RECORDS SHOWN >>
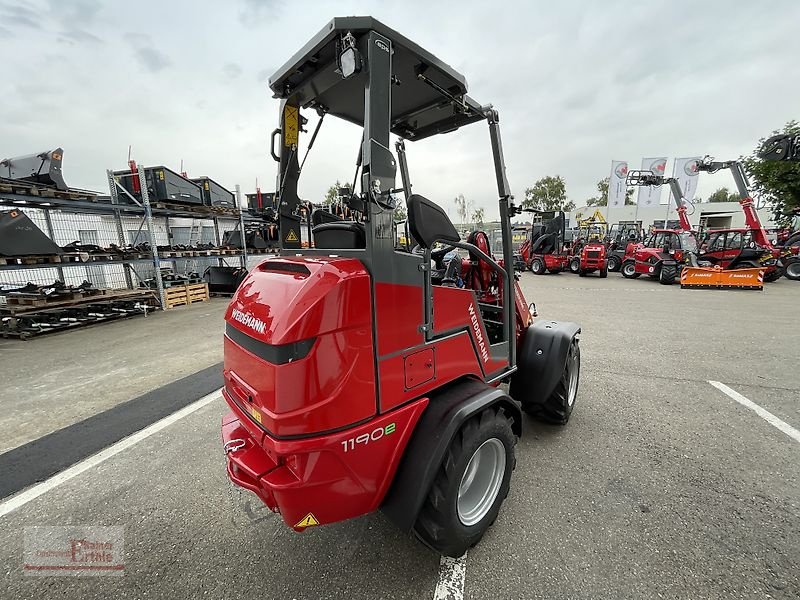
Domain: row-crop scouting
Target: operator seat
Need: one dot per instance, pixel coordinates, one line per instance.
(428, 223)
(479, 275)
(331, 232)
(545, 244)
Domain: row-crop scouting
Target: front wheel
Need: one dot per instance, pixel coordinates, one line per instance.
(470, 486)
(793, 270)
(667, 274)
(629, 270)
(557, 409)
(774, 275)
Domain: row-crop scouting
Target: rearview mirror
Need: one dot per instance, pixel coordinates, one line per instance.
(349, 62)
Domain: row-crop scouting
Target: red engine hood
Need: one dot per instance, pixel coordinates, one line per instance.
(287, 299)
(298, 346)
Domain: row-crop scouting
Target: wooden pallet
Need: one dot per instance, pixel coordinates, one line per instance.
(67, 257)
(186, 294)
(26, 189)
(17, 306)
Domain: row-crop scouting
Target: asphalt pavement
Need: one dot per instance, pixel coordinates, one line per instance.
(661, 485)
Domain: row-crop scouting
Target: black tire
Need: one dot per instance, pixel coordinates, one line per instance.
(629, 270)
(667, 274)
(774, 275)
(439, 524)
(792, 270)
(557, 409)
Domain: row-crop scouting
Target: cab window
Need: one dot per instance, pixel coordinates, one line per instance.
(734, 240)
(716, 242)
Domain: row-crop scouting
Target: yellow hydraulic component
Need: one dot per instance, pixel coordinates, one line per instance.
(718, 278)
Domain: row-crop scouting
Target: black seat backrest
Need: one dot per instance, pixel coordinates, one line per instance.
(544, 244)
(481, 240)
(428, 222)
(339, 235)
(319, 216)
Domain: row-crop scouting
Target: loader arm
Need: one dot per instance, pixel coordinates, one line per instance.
(650, 178)
(751, 218)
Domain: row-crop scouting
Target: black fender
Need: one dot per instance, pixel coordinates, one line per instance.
(542, 357)
(447, 411)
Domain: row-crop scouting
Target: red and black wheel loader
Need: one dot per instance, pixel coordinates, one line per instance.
(745, 247)
(589, 250)
(358, 376)
(663, 253)
(786, 147)
(543, 252)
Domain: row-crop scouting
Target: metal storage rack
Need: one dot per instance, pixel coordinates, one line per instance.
(61, 214)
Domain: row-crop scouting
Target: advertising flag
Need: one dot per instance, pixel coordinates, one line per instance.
(616, 183)
(685, 171)
(650, 195)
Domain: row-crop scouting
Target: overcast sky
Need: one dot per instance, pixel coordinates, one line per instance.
(577, 84)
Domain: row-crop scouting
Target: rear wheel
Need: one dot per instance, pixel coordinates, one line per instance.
(470, 486)
(667, 274)
(793, 270)
(629, 270)
(558, 407)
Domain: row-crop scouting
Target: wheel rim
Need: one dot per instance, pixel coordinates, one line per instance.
(481, 482)
(573, 371)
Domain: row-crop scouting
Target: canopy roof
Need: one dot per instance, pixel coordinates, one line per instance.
(418, 109)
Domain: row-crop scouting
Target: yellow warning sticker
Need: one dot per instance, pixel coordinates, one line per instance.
(291, 117)
(254, 413)
(308, 521)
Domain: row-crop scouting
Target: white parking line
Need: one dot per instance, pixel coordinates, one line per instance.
(761, 412)
(37, 490)
(452, 572)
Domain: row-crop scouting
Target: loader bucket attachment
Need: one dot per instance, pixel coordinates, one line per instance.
(19, 236)
(717, 278)
(43, 168)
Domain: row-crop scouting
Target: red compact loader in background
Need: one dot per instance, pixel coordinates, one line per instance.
(544, 250)
(359, 376)
(747, 247)
(589, 250)
(663, 252)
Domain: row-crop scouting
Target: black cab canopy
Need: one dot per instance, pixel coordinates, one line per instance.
(418, 110)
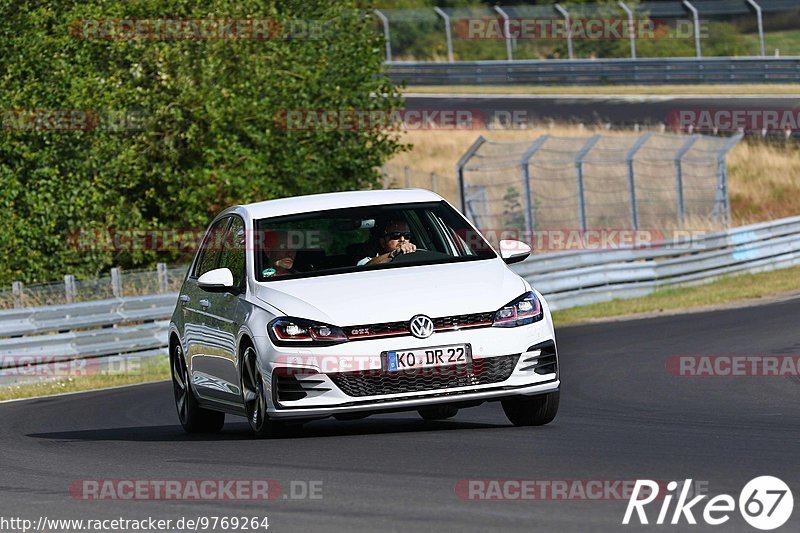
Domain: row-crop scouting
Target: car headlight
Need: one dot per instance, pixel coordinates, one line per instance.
(290, 331)
(524, 310)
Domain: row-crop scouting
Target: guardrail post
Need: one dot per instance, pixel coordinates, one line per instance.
(386, 35)
(460, 169)
(69, 288)
(161, 271)
(696, 17)
(116, 283)
(631, 182)
(760, 21)
(722, 198)
(447, 33)
(579, 175)
(530, 213)
(16, 292)
(679, 175)
(631, 27)
(568, 23)
(507, 31)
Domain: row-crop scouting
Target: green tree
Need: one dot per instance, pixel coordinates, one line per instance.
(204, 122)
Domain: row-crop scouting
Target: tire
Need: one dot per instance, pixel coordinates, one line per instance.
(437, 412)
(532, 410)
(254, 398)
(194, 418)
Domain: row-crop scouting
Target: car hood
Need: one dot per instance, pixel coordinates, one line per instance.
(395, 294)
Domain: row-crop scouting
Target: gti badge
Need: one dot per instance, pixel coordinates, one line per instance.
(421, 326)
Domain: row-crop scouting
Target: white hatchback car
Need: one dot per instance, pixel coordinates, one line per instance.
(348, 304)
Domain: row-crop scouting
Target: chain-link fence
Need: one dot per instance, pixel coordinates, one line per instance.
(116, 284)
(654, 181)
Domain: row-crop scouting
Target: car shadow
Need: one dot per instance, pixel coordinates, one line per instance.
(241, 430)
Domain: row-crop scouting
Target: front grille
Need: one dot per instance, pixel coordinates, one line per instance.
(480, 372)
(288, 388)
(388, 329)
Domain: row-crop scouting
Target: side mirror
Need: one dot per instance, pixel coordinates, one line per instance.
(514, 251)
(217, 280)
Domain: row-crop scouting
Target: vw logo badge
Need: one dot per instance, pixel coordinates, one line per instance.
(421, 326)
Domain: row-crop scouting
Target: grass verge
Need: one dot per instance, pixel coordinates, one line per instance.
(611, 90)
(727, 290)
(151, 369)
(743, 288)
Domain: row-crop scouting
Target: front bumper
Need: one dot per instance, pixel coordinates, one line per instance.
(504, 360)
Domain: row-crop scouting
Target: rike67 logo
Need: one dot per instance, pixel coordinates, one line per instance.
(765, 503)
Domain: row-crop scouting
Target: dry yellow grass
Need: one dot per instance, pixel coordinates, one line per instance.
(764, 178)
(614, 90)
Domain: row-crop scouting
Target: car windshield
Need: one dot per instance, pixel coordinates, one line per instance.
(364, 238)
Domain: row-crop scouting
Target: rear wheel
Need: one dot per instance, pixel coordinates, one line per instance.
(194, 418)
(532, 410)
(437, 412)
(255, 397)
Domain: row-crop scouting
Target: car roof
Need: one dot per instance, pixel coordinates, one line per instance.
(335, 200)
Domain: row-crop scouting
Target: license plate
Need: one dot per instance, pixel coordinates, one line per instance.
(438, 356)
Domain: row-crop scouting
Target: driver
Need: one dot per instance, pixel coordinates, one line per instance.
(393, 241)
(279, 255)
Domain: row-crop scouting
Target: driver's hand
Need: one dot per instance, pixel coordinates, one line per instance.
(405, 248)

THE TASK >> From the listing above, print every entry precisely and drop the pictures.

ANSWER TO THE PROBLEM >>
Domain: row-crop scouting
Target: operator seat
Need: one dot per instance, pixel coordinates, one line per instance.
(428, 223)
(479, 275)
(331, 232)
(545, 244)
Domain: row-crop scouting
Target: front wheel
Need: one dot per instance, pixel coordinates, one line per instance.
(470, 486)
(793, 270)
(667, 274)
(629, 270)
(557, 409)
(774, 275)
Domain: row-crop scouting
Target: rearview mirror
Need: one dot per instance, pixel coordinates, one line per instance.
(349, 62)
Domain: row-crop scouting
Target: red engine hood
Need: one dot per instance, pixel coordinates, one line per instance.
(287, 299)
(298, 346)
Domain: row-crop scouting
Target: wooden pallet
Need: one dot per instance, pixel coordinates, one line per instance.
(67, 257)
(186, 294)
(26, 189)
(17, 306)
Domain: row-crop scouting
Target: asphalt pavement
Need: one dot per instance, pixel coordinates, one line per instance.
(661, 485)
Domain: row-crop scouting
Target: black tire
Need: one dot per instance, pixel coordinates, one line per instance.
(629, 270)
(667, 274)
(774, 275)
(439, 524)
(792, 270)
(557, 409)
Domain: row-crop scouting
Target: cab window
Need: one dot per instance, pixel coordinates, one line per instance.
(734, 240)
(716, 242)
Domain: row-crop scouting
Target: yellow hydraulic component
Need: one dot per instance, pixel coordinates, one line per instance.
(718, 278)
Domain: row-crop scouting
Target: black seat backrest
Need: one dot per instance, pixel coordinates, one line per instance.
(544, 244)
(481, 240)
(428, 222)
(339, 235)
(319, 216)
Domain: row-crop scouting
Target: loader arm
Need: one dot per instance, pixel coordinates, one line per instance.
(650, 178)
(751, 218)
Domain: row-crop scouting
Target: black fender
Need: one dot per instance, pixel coordinates, one line per instance.
(542, 357)
(447, 411)
Domain: row-crop scouting
Target: red and black wheel loader
Need: one dot per instance, pixel coordinates, one line per instance.
(745, 247)
(589, 250)
(358, 376)
(663, 253)
(786, 147)
(543, 252)
Domain: row-crop scouting
Target: metal storage rack
Need: one dot per instance, pixel coordinates, one line per instance.
(61, 214)
Domain: row-crop scouting
Target: advertising flag
Need: one dot per instance, pixel coordinates, one line per instance.
(616, 183)
(685, 171)
(650, 195)
Domain: row-crop scouting
Target: overcast sky
Need: one dot per instance, pixel coordinates, one line per instance.
(577, 84)
Domain: row-crop scouting
Target: rear wheel
Need: one dot per instance, pixel coordinates, one line per instance.
(470, 486)
(667, 274)
(793, 270)
(629, 270)
(558, 407)
Domain: row-crop scouting
Target: wheel rim
Need: one dot per instance, pixel coordinates, one line per instance.
(481, 482)
(573, 371)
Domain: row-crop scouting
Target: canopy roof
Need: one dot per instance, pixel coordinates, one line per instance.
(418, 109)
Domain: row-crop scouting
Target: yellow warning sticker
Need: one dot per instance, pixel coordinates, one line per instance.
(291, 117)
(254, 413)
(308, 521)
Domain: row-crop scouting
Target: white parking line
Need: one dot per instance, pixel coordinates, one line per instance.
(761, 412)
(37, 490)
(452, 572)
Domain: row-crop scouting
Target: loader bucket attachment
Need: one dot per instance, pixel coordinates, one line per instance.
(19, 236)
(717, 278)
(43, 168)
Domain: row-crop scouting
Target: red compact loader in background
Need: one dot per instance, pixel coordinates, one line per instance.
(544, 250)
(359, 376)
(747, 247)
(589, 250)
(663, 252)
Domain: row-crop scouting
Target: black cab canopy
Need: one dot per instance, pixel coordinates, one line per instance.
(418, 110)
Domain: row-crop scouting
Target: car headlight
Need: one dot per instance, pixel coordinates, one line per instance.
(290, 331)
(524, 310)
Domain: row-crop scouting
Target: guardrail post
Need: one dot per instance, pixel coordinates, one line per instance.
(386, 35)
(460, 169)
(69, 288)
(161, 271)
(696, 17)
(116, 283)
(631, 182)
(760, 21)
(722, 198)
(447, 33)
(579, 175)
(530, 213)
(16, 292)
(679, 175)
(631, 27)
(568, 23)
(507, 31)
Domain: row-crop scouting
Target: green tree
Need: one dot per instance, pixel coordinates, one line per instance.
(204, 122)
Domain: row-crop scouting
Target: tire
Need: one dot per instance, pixel coordinates, one line per instance.
(437, 412)
(532, 410)
(254, 398)
(194, 418)
Domain: row-crop scouting
Target: car hood
Need: one dot per instance, pixel coordinates, one line per instance.
(395, 294)
Domain: row-crop scouting
Target: gti badge
Need: one dot per instance, pixel coordinates, one line per instance.
(421, 326)
Domain: row-crop scouting
Target: white hatchback car
Need: one dot per instance, pixel coordinates, one line per instance.
(348, 304)
Domain: row-crop scouting
Target: chain-link fence
Need: one dot per instance, pixel coordinates, one line per instance.
(116, 284)
(654, 181)
Domain: row-crop scouting
Target: car shadow
Need: one dot per instance, pixel coordinates, one line per instance.
(241, 430)
Domain: row-crop scouting
Target: front grille
Need: one dot per instance, pixel coordinates, one line per instance.
(480, 372)
(288, 388)
(388, 329)
Domain: row-crop scouting
Target: side mirror
Need: one dot per instance, pixel coordinates, one line per instance.
(514, 251)
(217, 280)
Domain: row-crop scouting
Target: vw logo badge
Need: one dot per instance, pixel coordinates, one line per instance.
(421, 326)
Domain: row-crop scouting
Target: grass verge
Need: one dot per instance, pixel coordinates, one line per instance.
(611, 90)
(727, 290)
(151, 369)
(743, 288)
Domain: row-crop scouting
Target: front bumper
Need: one dot per instance, pixel coordinates, one line per instance.
(504, 360)
Domain: row-crop scouting
Target: rike67 logo
Need: one dot per instance, pixel coordinates, one line per instance.
(765, 503)
Domain: row-crop scouting
Target: dry yellow grass
Need: one dot per instance, pixel coordinates, one line per instance.
(764, 178)
(614, 90)
Domain: row-crop scouting
Target: car windshield
Need: one dot per instance, pixel coordinates, one line per instance.
(364, 238)
Domain: row-crop scouting
Target: rear wheel
Need: one dot per instance, pixel coordinates, one line per instance.
(194, 418)
(532, 410)
(437, 412)
(255, 397)
Domain: row-crop scouting
Target: car roof
Need: one dot per instance, pixel coordinates, one line per instance.
(335, 200)
Domain: row-crop scouting
Target: license plate
Need: one dot per instance, pixel coordinates, one line per instance.
(438, 356)
Domain: row-crop scouting
Target: driver
Need: one dot per instance, pixel coordinates, one line per instance.
(393, 241)
(279, 255)
Domain: row-crop scouting
Target: driver's hand
Need: one dot per instance, pixel coordinates, one line per instance.
(405, 248)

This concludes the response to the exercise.